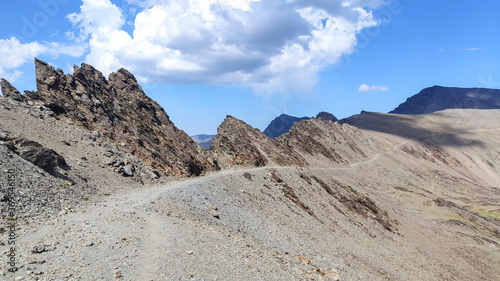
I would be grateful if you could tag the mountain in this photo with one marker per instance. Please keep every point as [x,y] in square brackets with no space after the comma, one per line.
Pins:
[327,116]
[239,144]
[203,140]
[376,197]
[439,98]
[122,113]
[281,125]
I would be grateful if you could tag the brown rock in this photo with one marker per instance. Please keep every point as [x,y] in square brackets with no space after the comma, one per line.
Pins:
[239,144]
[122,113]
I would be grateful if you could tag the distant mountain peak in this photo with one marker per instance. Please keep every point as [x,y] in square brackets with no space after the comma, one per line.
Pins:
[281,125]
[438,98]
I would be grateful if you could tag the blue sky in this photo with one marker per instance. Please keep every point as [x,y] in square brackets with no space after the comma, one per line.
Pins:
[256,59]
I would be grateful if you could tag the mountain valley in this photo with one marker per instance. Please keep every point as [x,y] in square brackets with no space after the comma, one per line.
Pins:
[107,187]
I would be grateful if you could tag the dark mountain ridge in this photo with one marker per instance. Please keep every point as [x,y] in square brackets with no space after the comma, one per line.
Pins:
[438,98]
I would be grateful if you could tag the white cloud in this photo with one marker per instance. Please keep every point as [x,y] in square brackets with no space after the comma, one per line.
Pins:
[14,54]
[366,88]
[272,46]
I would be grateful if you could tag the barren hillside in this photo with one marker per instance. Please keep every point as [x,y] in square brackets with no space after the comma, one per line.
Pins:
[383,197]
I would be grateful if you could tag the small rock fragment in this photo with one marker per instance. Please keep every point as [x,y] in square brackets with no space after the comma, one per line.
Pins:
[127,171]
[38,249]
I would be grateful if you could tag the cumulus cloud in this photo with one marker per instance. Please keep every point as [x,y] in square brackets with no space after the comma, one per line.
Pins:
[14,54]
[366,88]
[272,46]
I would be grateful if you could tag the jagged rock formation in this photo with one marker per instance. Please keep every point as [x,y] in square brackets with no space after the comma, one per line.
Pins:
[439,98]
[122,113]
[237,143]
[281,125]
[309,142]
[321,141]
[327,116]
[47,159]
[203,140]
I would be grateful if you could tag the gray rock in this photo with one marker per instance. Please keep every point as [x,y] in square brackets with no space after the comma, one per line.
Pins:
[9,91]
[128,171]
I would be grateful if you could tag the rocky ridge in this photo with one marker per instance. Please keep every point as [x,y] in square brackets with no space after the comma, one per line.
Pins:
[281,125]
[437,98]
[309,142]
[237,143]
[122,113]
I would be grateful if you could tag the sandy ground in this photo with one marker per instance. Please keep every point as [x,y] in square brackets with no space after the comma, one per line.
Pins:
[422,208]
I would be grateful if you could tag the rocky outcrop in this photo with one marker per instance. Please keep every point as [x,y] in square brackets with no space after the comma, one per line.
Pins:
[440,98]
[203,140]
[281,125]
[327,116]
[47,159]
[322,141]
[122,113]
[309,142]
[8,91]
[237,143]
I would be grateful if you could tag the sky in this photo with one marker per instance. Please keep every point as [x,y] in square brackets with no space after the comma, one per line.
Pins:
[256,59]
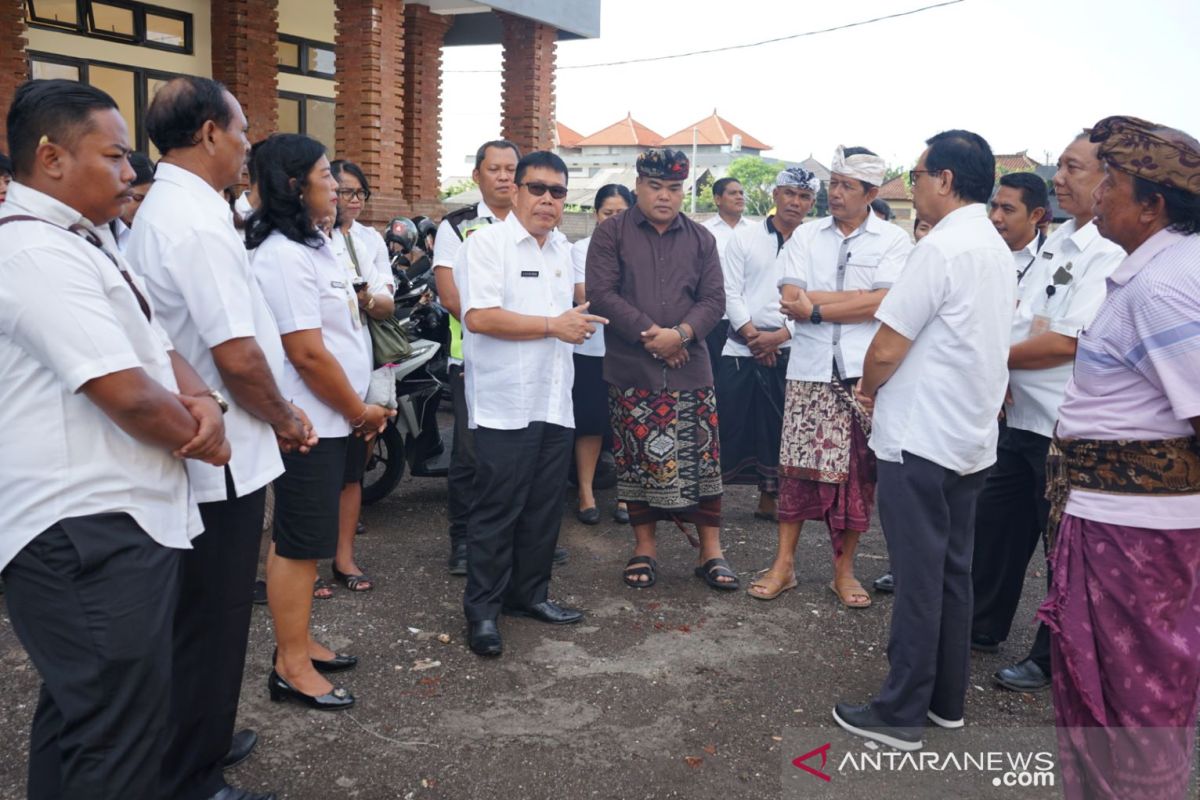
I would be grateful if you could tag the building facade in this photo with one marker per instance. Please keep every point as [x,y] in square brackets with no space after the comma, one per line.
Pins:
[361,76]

EXERCISE AIM — Copy all of the material above word for word, leaving out the pictures.

FINISHED TASK —
I would be grateful if you could tag the mountain in this photo with one marker per instance. Please keep every point as [x,y] in square brackets with no space after the comma, one per line.
Pins:
[327,116]
[239,144]
[203,140]
[376,197]
[439,98]
[122,113]
[281,125]
I would be grateful if you could tag the brown rock in this photo with one marker per instance. Please keep every point as [x,y] in square brackets with no space after the comma, one per line.
Pins:
[239,144]
[122,113]
I would be grateful if you could tag the distant mountain peak in this photo with one marker per instance. Please keep every point as [x,y] in square brackets with no space after the comma, one per line.
Pins:
[281,125]
[438,98]
I would be grateful if you could tag the blue sky in this photo with one marker per instance. Please keep every point as [x,y] in square brackets with no space after the comma, one per line.
Pins:
[256,59]
I would be grateful if you could tag the mountain valley in this photo with one marker per instance. Please keep every point as [x,y] in square brackets with no space after the comma, one per line.
Pins:
[107,187]
I would be grateful if you could tag the dark mountain ridge in this photo with one marker per instance. Please keep every point as [x,y] in square brackets with no space after the comma, one per line.
Pins:
[438,98]
I would be grateful if you could tag the white cloud in this photo with one marker per instance. Please keep every point as [x,y] in square brackets with no space after the comma, one per line.
Pins:
[14,54]
[366,88]
[272,46]
I would be grateful if you could tag the barren hillside in this photo with one marker per instance. Please keep every point as [x,y] in square brackets with no space after the comma, one per line.
Pins:
[383,197]
I would be grateful if you could tag the small rock fragment in this photo with one marker per instance. Please keep every point as [x,y] in square brackets with no space after the comma, one per line.
Pins:
[127,171]
[38,249]
I would be grateful if you could tag the cumulus cloud in this photo with one marker per instance. Please keep every point as [x,y] in square brackets with no space after the comma, one per line.
Pins:
[14,54]
[366,88]
[272,46]
I would be grateful if you could tag the jagged rock formation in this photo with one marker per instance. Please keep every point as [x,y] in square brackets with no space after the comma, one per line.
Pins:
[439,98]
[122,113]
[237,143]
[281,125]
[309,142]
[321,141]
[327,116]
[47,159]
[203,140]
I would be grateful if you could tag the gray rock in this photo with one marker per instance. Please keep every point as [x,y] in square brackets with no space after the comma, one per line.
Pins:
[9,91]
[128,171]
I would be grateful if you could tag the rocky ridge in this photo with one marker per instance. Please keep every point as [x,y] in square brackets with no space after the comma, one per line.
Pins:
[281,125]
[437,98]
[309,142]
[237,143]
[122,113]
I would be grateful if you could tag the sandy ground in this photo with one marker per instance. Please keep every point as [x,y] in square brackets with no space after the comma, one per line.
Pins:
[422,208]
I would be grateful if you could tag the rocky outcrop in this photo with one marker per instance. Please keep every point as [x,y] in square brackets with no space after the comma, one per line.
Pins:
[440,98]
[203,140]
[281,125]
[327,116]
[47,159]
[322,141]
[122,113]
[309,142]
[8,91]
[237,143]
I would be grateful if you could tag the sky in this photo with one marker per instance. Please keep every point as [x,y] in square brackets with no space after the comma, one per line.
Pins:
[256,59]
I would be grateful if you could tag the building facade in this photo with one marker per instance. Please keep every point as [x,y] in square brackets with no space after the comma, one per line.
Pins:
[361,76]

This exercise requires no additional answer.